## BEGIN Stored data

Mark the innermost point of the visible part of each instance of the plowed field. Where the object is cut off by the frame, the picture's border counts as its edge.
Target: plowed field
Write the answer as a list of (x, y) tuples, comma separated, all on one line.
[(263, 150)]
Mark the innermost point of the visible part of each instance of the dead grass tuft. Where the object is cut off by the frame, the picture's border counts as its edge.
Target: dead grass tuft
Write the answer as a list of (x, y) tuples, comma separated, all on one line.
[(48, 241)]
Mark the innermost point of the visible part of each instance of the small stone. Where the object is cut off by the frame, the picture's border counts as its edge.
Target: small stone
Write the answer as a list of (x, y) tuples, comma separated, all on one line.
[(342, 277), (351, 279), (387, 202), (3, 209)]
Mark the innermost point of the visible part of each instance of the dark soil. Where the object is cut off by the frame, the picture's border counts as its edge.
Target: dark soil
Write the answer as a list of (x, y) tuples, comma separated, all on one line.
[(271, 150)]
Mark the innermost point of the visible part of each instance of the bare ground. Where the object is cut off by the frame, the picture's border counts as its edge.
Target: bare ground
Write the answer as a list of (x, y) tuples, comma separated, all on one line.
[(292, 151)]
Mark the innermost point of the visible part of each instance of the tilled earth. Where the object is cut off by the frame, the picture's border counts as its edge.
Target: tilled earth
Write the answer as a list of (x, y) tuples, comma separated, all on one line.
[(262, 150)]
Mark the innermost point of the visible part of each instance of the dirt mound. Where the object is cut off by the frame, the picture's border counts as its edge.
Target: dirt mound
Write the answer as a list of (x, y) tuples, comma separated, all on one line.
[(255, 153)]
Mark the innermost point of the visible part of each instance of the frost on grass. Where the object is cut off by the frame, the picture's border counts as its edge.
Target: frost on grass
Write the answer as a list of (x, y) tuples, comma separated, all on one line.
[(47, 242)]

## END Stored data

Exercise requirements: Recast every line of the rows above as a Markdown table with two columns, Number and Line, numbering the lines in order and leaving out any blank ones.

Result of the task:
| Number | Line |
|---|---|
| 1 | Mark the innermost point of the visible part of each instance of the plowed field. Where the object is cut off by the frame, the picture's border counts as its edge. |
| 2 | Target: plowed field |
| 3 | Write the answer as a list of (x, y) tuples, comma separated, all on one line. |
| 4 | [(263, 150)] |
| 5 | Mark the innermost point of the visible part of each instance of the dead grass tuft. Where the object is cut off by the frame, the picture's border counts as its edge. |
| 6 | Target: dead grass tuft |
| 7 | Write the answer as a list of (x, y) tuples, comma separated, all on one line. |
| 8 | [(48, 241)] |
| 9 | Mark the innermost point of the visible part of each instance of the small stone. Where the object is cut off by the frame, the picture's border counts as its edge. |
| 10 | Target: small stone |
| 11 | Write the answer as a list of (x, y) tuples, comma separated, all on one line. |
| 12 | [(342, 277), (351, 279), (387, 202), (3, 209)] |
| 13 | Mark the innermost point of the visible part of each instance of the dark soil. Where the object is cut off by the frame, the picture's border counts as its edge. |
| 14 | Target: dark soil |
| 15 | Write the answer as a list of (x, y) tuples, comma separated, all on one line. |
| 16 | [(271, 150)] |
| 17 | Mark the innermost point of the visible part of each instance of the bare ground. Where the object is cut off by the frame, the picture's border counts as its edge. |
| 18 | Target: bare ground |
| 19 | Write the answer as a list of (x, y) tuples, comma separated, all on one line. |
| 20 | [(292, 151)] |
| 21 | Mark the innermost point of the visible part of each instance of the tilled earth. Where the object is cut off by the frame, the picture's border counts as its edge. |
| 22 | Target: tilled earth |
| 23 | Write the answer as a list of (x, y) tuples, comma separated, all on one line. |
| 24 | [(262, 150)] |
| 25 | Mark the innermost point of the visible part of each instance of the dirt mound. Where the object is cut off by the frame, the picture's border counts as its edge. |
| 26 | Target: dirt mound |
| 27 | Write the answer as a list of (x, y) tuples, comma separated, all on one line. |
| 28 | [(255, 153)] |
| 29 | Mark the innermost point of the visible part of each instance of the frost on grass. Where the object is cut off by the frame, the picture's border counts as its edge. |
| 30 | Target: frost on grass |
| 31 | Write the answer as a list of (x, y) tuples, comma separated, all on one line. |
| 32 | [(47, 242)] |